• ASSIGNMENT: Return only the lines of the listing below that run from the line with "Each instance gets a single point. Label the snow-covered" through the line with "Each instance gets a single point. Label the treeline", both ends included, exactly as written.

• INPUT RECORDS:
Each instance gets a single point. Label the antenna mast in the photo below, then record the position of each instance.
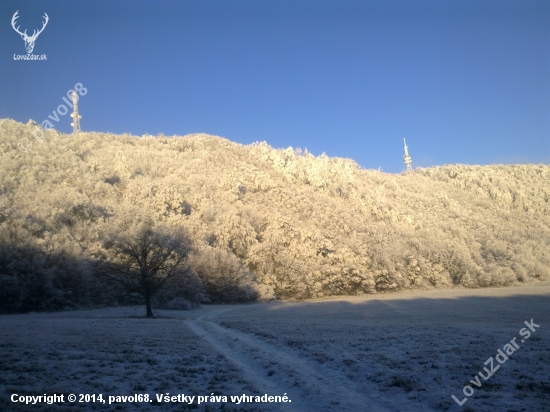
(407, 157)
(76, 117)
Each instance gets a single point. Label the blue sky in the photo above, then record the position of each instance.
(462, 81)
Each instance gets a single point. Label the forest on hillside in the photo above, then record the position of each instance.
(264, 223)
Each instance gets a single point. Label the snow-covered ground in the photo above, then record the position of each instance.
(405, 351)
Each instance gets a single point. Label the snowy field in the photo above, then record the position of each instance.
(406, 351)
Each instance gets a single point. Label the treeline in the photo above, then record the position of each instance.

--

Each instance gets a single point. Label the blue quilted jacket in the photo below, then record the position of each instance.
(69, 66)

--

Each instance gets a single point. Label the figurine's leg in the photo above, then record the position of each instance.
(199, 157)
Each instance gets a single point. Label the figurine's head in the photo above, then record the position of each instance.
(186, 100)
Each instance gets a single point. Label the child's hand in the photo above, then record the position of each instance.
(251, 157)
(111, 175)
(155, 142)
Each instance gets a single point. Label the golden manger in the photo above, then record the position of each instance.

• RESULT:
Each instance gets a single point. Label the snow-covered ground in the photo above, then record the position of each instance.
(405, 351)
Each instance gets a single point. Label the snowy field in the photo above, then record the position of each instance.
(406, 351)
Each instance gets a single point. Label the treeline in the photo above, then record the position of each instance.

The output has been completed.